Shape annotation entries
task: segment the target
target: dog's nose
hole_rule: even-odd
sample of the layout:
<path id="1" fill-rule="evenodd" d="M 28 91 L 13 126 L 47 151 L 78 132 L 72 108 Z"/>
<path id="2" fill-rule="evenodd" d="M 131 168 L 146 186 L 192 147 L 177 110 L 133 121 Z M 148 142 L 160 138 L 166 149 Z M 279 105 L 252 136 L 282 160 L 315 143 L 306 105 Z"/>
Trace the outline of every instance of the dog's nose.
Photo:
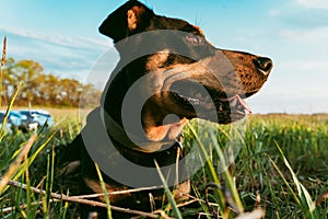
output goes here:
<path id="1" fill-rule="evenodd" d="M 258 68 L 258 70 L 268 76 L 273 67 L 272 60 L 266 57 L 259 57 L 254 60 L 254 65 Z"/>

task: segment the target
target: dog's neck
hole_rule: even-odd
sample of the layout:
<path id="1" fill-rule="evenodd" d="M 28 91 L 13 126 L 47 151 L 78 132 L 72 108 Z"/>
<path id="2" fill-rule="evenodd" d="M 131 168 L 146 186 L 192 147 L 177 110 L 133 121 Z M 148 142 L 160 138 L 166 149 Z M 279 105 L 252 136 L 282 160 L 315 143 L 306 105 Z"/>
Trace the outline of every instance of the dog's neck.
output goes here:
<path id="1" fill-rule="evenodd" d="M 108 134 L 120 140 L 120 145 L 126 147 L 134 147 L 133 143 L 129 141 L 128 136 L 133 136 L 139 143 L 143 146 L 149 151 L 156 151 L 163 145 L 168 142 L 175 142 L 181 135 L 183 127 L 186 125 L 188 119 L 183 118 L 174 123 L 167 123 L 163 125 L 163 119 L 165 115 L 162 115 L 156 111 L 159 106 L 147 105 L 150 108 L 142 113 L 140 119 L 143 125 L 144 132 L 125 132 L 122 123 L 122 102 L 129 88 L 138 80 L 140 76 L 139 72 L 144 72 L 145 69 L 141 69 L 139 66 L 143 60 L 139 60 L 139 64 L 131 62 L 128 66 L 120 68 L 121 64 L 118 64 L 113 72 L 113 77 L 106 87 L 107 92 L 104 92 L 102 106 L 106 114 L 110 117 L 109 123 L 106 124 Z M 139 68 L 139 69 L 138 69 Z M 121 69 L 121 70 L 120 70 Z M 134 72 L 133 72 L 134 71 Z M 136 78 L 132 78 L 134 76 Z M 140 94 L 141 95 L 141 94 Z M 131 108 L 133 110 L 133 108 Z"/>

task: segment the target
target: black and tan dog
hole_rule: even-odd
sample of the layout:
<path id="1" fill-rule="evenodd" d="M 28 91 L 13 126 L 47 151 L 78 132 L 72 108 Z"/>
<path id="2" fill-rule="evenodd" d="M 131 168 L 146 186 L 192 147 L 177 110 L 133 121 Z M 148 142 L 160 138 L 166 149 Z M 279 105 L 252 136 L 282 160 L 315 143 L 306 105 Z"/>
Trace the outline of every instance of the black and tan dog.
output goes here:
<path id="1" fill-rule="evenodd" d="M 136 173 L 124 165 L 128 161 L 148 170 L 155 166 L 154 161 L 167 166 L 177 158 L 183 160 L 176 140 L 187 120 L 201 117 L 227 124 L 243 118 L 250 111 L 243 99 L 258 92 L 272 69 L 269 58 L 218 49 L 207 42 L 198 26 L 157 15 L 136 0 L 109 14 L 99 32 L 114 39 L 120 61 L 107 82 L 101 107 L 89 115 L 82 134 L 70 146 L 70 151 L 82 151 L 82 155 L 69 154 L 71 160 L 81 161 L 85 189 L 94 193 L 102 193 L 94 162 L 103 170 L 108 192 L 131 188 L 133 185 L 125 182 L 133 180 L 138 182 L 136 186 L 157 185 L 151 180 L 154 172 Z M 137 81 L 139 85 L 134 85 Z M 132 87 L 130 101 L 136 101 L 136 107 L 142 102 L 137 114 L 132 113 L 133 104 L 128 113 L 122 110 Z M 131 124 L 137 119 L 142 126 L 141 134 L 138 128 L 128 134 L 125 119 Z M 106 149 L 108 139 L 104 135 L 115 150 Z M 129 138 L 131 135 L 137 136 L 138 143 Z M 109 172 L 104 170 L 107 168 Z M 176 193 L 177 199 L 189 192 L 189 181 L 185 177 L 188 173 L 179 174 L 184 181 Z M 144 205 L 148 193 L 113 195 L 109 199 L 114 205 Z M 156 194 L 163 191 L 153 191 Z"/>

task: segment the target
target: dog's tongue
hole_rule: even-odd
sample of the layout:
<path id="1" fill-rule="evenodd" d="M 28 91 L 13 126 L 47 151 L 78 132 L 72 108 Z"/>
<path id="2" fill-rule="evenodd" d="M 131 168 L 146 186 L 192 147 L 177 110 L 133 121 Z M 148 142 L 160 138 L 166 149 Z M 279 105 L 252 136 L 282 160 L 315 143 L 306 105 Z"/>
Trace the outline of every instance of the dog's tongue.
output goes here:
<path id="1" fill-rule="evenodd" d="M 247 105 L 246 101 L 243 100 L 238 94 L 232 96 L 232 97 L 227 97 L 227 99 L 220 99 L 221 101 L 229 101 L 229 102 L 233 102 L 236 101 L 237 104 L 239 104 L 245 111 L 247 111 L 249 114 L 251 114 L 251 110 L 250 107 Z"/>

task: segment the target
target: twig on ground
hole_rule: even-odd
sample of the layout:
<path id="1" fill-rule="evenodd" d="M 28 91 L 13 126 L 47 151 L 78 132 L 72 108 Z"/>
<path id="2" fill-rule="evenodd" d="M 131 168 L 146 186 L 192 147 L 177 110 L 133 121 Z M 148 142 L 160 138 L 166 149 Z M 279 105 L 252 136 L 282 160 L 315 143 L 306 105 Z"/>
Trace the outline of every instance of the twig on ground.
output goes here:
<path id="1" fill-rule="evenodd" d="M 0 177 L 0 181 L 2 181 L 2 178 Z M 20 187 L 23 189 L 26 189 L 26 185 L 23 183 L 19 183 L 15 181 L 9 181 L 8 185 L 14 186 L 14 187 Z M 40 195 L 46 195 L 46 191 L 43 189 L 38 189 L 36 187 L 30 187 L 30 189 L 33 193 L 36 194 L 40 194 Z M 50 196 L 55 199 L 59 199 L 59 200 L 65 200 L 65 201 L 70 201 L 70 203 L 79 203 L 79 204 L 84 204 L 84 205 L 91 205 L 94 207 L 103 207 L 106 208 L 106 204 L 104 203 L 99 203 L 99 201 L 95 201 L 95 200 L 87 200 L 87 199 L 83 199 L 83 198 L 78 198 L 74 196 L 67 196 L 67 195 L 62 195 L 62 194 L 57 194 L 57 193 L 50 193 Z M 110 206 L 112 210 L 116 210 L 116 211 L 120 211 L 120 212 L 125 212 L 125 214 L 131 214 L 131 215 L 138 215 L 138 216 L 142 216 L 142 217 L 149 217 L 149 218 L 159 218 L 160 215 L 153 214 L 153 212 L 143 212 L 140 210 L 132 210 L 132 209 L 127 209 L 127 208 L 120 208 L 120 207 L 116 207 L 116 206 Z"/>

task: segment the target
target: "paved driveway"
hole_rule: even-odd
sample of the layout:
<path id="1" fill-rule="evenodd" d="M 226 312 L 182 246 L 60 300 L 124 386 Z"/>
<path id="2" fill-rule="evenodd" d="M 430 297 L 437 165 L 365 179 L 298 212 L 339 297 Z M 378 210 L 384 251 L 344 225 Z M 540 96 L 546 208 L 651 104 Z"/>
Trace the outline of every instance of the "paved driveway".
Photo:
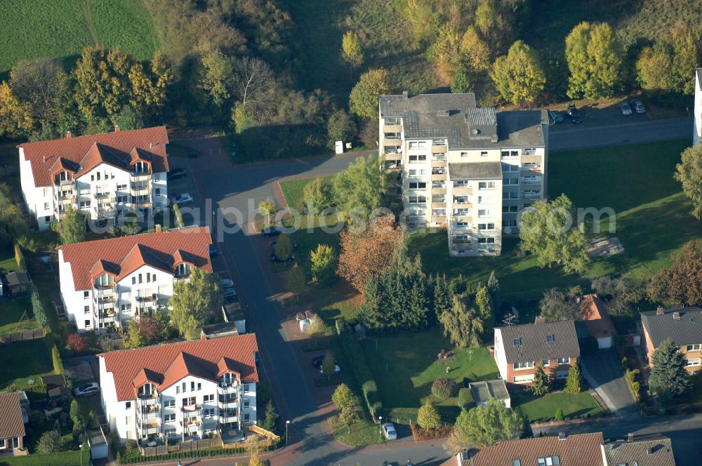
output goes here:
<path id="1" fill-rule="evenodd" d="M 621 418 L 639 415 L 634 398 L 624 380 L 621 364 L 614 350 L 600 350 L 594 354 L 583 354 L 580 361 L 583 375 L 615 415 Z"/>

OBJECTIVE
Convert every line of the entries above into a numbered list, skipping blank lines. Leave the pictures out of your answer.

EXERCISE RESULT
1. task: segment the target
2. target: dog's nose
3. hole_rule: even-odd
4. sample of the layout:
5. <path id="1" fill-rule="evenodd" d="M 28 91 L 13 126 L 47 151 L 78 132 L 72 108 Z"/>
6. <path id="2" fill-rule="evenodd" d="M 131 168 L 146 186 L 192 147 L 177 110 L 133 121 Z M 148 142 L 160 138 L 166 149 Z M 279 105 L 252 136 L 282 160 L 315 143 L 306 105 Z"/>
7. Trace the outline of every instance of the dog's nose.
8. Photo:
9. output goes here:
10. <path id="1" fill-rule="evenodd" d="M 258 68 L 258 70 L 268 76 L 273 67 L 272 60 L 266 57 L 259 57 L 254 60 L 254 65 Z"/>
11. task: segment the target
12. target: dog's neck
13. hole_rule: even-odd
14. sample of the layout:
15. <path id="1" fill-rule="evenodd" d="M 28 91 L 13 126 L 47 151 L 78 132 L 72 108 Z"/>
16. <path id="2" fill-rule="evenodd" d="M 131 168 L 146 186 L 192 147 L 177 110 L 133 121 Z M 148 142 L 160 138 L 166 149 Z M 279 105 L 252 136 L 282 160 L 315 143 L 306 105 Z"/>
17. Trace the outline of every instance of the dog's neck.
18. output goes here:
19. <path id="1" fill-rule="evenodd" d="M 108 134 L 120 140 L 120 145 L 126 147 L 134 147 L 133 143 L 129 141 L 128 136 L 133 136 L 139 143 L 143 146 L 149 151 L 156 151 L 163 145 L 168 142 L 175 142 L 181 135 L 183 127 L 186 125 L 188 119 L 183 118 L 174 123 L 167 123 L 163 125 L 163 119 L 165 115 L 162 115 L 156 111 L 159 106 L 147 105 L 150 108 L 142 113 L 140 119 L 143 125 L 144 132 L 125 132 L 122 123 L 122 102 L 129 88 L 138 80 L 140 76 L 139 72 L 144 72 L 145 69 L 141 69 L 139 66 L 143 60 L 139 60 L 139 64 L 131 62 L 128 66 L 120 68 L 121 64 L 118 64 L 113 72 L 113 77 L 106 87 L 107 92 L 104 92 L 102 106 L 106 114 L 110 117 L 109 123 L 106 124 Z M 139 68 L 139 69 L 138 69 Z M 121 69 L 121 70 L 120 70 Z M 134 72 L 133 72 L 134 71 Z M 136 78 L 132 78 L 134 76 Z M 140 94 L 141 95 L 141 94 Z M 131 108 L 133 110 L 133 108 Z"/>
20. task: segment the target
21. target: black and tan dog
22. hole_rule: even-odd
23. sample of the layout:
24. <path id="1" fill-rule="evenodd" d="M 28 91 L 13 126 L 47 151 L 78 132 L 72 108 Z"/>
25. <path id="2" fill-rule="evenodd" d="M 131 168 L 146 186 L 192 147 L 177 110 L 133 121 Z M 148 142 L 160 138 L 166 149 Z M 279 105 L 252 136 L 282 160 L 315 143 L 306 105 Z"/>
26. Trace the outline of every instance of the black and tan dog.
27. output goes here:
28. <path id="1" fill-rule="evenodd" d="M 136 173 L 124 165 L 128 161 L 148 170 L 155 166 L 154 161 L 167 166 L 177 158 L 183 160 L 176 140 L 187 120 L 201 117 L 227 124 L 243 118 L 250 111 L 243 99 L 258 92 L 272 69 L 269 58 L 218 49 L 207 42 L 198 26 L 157 15 L 136 0 L 109 14 L 99 32 L 114 39 L 120 61 L 107 82 L 101 107 L 89 115 L 82 134 L 70 146 L 70 151 L 82 151 L 82 155 L 69 154 L 71 160 L 81 161 L 85 189 L 94 193 L 102 193 L 94 162 L 103 170 L 108 192 L 131 188 L 133 185 L 125 182 L 133 180 L 138 182 L 136 186 L 157 185 L 151 180 L 154 172 Z M 137 81 L 139 85 L 134 85 Z M 132 87 L 130 101 L 136 101 L 136 107 L 142 102 L 137 114 L 132 113 L 133 104 L 128 113 L 122 110 Z M 131 124 L 137 119 L 142 126 L 141 134 L 138 128 L 128 134 L 125 119 Z M 106 149 L 108 139 L 104 135 L 115 150 Z M 129 138 L 131 135 L 137 136 L 138 143 Z M 109 172 L 104 170 L 107 168 Z M 176 193 L 177 199 L 189 192 L 189 181 L 185 177 L 188 173 L 179 174 L 184 181 Z M 144 205 L 148 193 L 113 195 L 109 199 L 114 205 Z M 156 194 L 163 191 L 153 191 Z"/>
29. task: segment the target
30. target: dog's tongue
31. hole_rule: even-odd
32. sample of the layout:
33. <path id="1" fill-rule="evenodd" d="M 28 91 L 13 126 L 47 151 L 78 132 L 72 108 Z"/>
34. <path id="2" fill-rule="evenodd" d="M 131 168 L 146 186 L 192 147 L 177 110 L 133 121 Z M 148 142 L 160 138 L 166 149 Z M 279 105 L 252 136 L 282 160 L 315 143 L 306 105 Z"/>
35. Trace the outline of every instance of the dog's tongue.
36. output goes here:
37. <path id="1" fill-rule="evenodd" d="M 247 105 L 246 101 L 243 100 L 238 94 L 232 96 L 232 97 L 227 97 L 227 99 L 220 99 L 221 101 L 229 101 L 229 102 L 233 102 L 236 101 L 237 104 L 239 104 L 245 111 L 247 111 L 249 114 L 251 114 L 251 110 L 250 107 Z"/>
38. task: segment the target
39. target: twig on ground
40. hole_rule: even-odd
41. sample of the layout:
42. <path id="1" fill-rule="evenodd" d="M 28 91 L 13 126 L 47 151 L 78 132 L 72 108 Z"/>
43. <path id="2" fill-rule="evenodd" d="M 131 168 L 146 186 L 192 147 L 177 110 L 133 121 Z M 148 142 L 160 138 L 166 149 Z M 279 105 L 252 136 L 282 160 L 315 143 L 306 105 Z"/>
44. Trace the outline of every instance of the twig on ground.
45. output goes here:
46. <path id="1" fill-rule="evenodd" d="M 0 177 L 0 181 L 2 181 L 2 178 Z M 20 187 L 23 189 L 26 189 L 26 185 L 23 183 L 19 183 L 15 181 L 9 181 L 8 185 L 14 186 L 14 187 Z M 40 195 L 46 195 L 46 191 L 43 189 L 38 189 L 36 187 L 30 187 L 30 189 L 33 193 L 36 194 L 40 194 Z M 50 196 L 55 199 L 59 199 L 59 200 L 65 200 L 65 201 L 70 201 L 70 203 L 79 203 L 79 204 L 84 204 L 84 205 L 91 205 L 94 207 L 103 207 L 106 208 L 106 204 L 104 203 L 99 203 L 99 201 L 95 201 L 95 200 L 87 200 L 87 199 L 83 199 L 83 198 L 78 198 L 74 196 L 67 196 L 67 195 L 62 195 L 62 194 L 57 194 L 57 193 L 50 193 Z M 110 206 L 112 210 L 116 210 L 116 211 L 120 211 L 120 212 L 125 212 L 125 214 L 131 214 L 131 215 L 138 215 L 138 216 L 142 216 L 142 217 L 149 217 L 149 218 L 159 218 L 160 215 L 153 214 L 153 212 L 143 212 L 140 210 L 132 210 L 132 209 L 127 209 L 127 208 L 120 208 L 120 207 L 116 207 L 116 206 Z"/>
47. task: segment the target
48. target: "paved driveway"
49. hole_rule: even-odd
50. sample of the layout:
51. <path id="1" fill-rule="evenodd" d="M 226 312 L 182 246 L 60 300 L 124 386 Z"/>
52. <path id="2" fill-rule="evenodd" d="M 430 297 L 437 165 L 365 179 L 298 212 L 339 297 Z M 378 210 L 384 251 L 344 225 Z M 540 96 L 546 208 L 651 104 Z"/>
53. Trace the outline of every instance of the "paved driveway".
54. Photo:
55. output goes here:
56. <path id="1" fill-rule="evenodd" d="M 621 418 L 639 415 L 634 398 L 624 380 L 621 364 L 614 350 L 600 350 L 594 354 L 583 354 L 580 361 L 583 375 L 615 415 Z"/>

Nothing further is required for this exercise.